◆ Extracted information:
_____

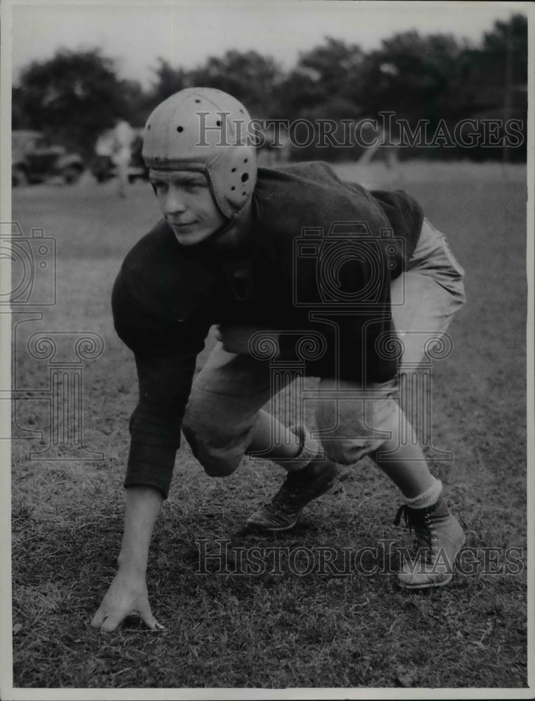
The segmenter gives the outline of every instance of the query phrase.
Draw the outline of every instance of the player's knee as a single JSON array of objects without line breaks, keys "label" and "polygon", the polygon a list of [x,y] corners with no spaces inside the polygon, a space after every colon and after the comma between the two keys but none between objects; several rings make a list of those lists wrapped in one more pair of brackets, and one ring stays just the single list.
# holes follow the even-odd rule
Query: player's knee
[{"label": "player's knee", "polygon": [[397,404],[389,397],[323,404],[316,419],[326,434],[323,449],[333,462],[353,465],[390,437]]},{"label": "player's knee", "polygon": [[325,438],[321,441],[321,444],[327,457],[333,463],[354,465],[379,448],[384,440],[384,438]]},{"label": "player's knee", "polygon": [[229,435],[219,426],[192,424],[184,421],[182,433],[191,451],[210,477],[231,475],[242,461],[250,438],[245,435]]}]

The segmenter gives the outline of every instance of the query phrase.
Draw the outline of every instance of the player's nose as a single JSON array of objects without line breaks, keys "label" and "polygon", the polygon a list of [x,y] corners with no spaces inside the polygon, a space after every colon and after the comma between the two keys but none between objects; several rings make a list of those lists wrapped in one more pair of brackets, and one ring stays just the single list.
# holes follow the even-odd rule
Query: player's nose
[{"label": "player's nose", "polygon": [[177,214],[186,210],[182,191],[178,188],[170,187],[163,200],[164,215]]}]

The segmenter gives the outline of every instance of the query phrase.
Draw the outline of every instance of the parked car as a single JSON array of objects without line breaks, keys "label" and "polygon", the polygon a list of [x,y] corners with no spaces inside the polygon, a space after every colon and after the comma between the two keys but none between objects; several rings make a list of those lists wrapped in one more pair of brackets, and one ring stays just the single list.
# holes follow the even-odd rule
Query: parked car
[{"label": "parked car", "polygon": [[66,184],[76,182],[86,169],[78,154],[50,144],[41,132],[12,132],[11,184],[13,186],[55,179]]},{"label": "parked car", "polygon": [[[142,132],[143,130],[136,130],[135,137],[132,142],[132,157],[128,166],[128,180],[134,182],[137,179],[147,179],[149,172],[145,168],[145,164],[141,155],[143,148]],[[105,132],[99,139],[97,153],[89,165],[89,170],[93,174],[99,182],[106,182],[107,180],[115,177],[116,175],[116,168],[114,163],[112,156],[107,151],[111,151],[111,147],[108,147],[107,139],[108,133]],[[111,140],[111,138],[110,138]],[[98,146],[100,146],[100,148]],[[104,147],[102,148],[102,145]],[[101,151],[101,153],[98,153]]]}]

_____

◆ Given problem:
Reproduce all the entries above with every occurrence of "outline" replaced by "contour", leaving everything else unchanged. Omit the pictures from your answer.

◆ Solution:
The segmenter gives the contour of every instance of the query phrase.
Draw the contour of every instance of the player's knee as a single JSON array of objects without line breaks, keys "label" and "polygon", the polygon a list of [x,y] corners with no spaces inside the polygon, a space after every colon and after the comma between the two keys but none between objects; several rings make a list of those lists wrapped in one more pair of brackets, and one ring stays just the single list.
# holes follow the even-odd rule
Query: player's knee
[{"label": "player's knee", "polygon": [[397,404],[389,397],[323,404],[316,419],[326,434],[323,449],[333,462],[353,465],[390,437]]},{"label": "player's knee", "polygon": [[325,438],[321,441],[321,444],[327,457],[333,463],[354,465],[379,448],[384,440],[384,438]]},{"label": "player's knee", "polygon": [[229,435],[219,426],[192,424],[184,421],[182,433],[191,451],[210,477],[231,475],[242,461],[250,438],[245,435]]}]

The segmenter gives the contour of every instance of the query phrase.
Draw the contour of every instance of the player's nose as a single JSON array of objects without line breaks, keys "label" and "polygon", the polygon a list of [x,y] corners with no spaces inside the polygon, a space after every colon and after the comma between the two keys but none between objects; several rings make a list of those lists wrapped in one more pair of brackets, and one ring stays just the single list.
# holes follow the even-odd rule
Query: player's nose
[{"label": "player's nose", "polygon": [[177,214],[186,210],[182,191],[178,188],[170,187],[163,200],[164,215]]}]

The segmenter gives the contour of every instance of the query phrase.
Draw the contour of every instance of the parked car as a single JSON array of objects without line breaks, keys "label" and "polygon", the polygon a list of [x,y] corners with no spaces inside the polygon, a space after every colon and after the comma between the two keys but none between objects; several rings make a list of those lists wrapped in one more pair of brackets, and one ring stays just the single list.
# holes follow the even-odd rule
Query: parked car
[{"label": "parked car", "polygon": [[66,184],[76,182],[86,169],[78,154],[50,144],[41,132],[12,132],[11,184],[13,186],[55,179]]},{"label": "parked car", "polygon": [[[142,132],[143,130],[136,130],[135,137],[132,142],[132,157],[128,166],[128,180],[134,182],[137,179],[147,179],[149,172],[145,168],[145,164],[141,155],[143,148]],[[105,132],[99,139],[97,153],[89,165],[89,170],[93,174],[99,182],[106,182],[107,180],[115,177],[116,175],[116,168],[114,163],[112,156],[107,151],[111,151],[111,147],[108,147],[107,139],[108,133]],[[111,140],[111,138],[110,138]],[[98,146],[100,146],[100,148]],[[104,147],[102,148],[102,145]],[[101,151],[101,153],[98,153]]]}]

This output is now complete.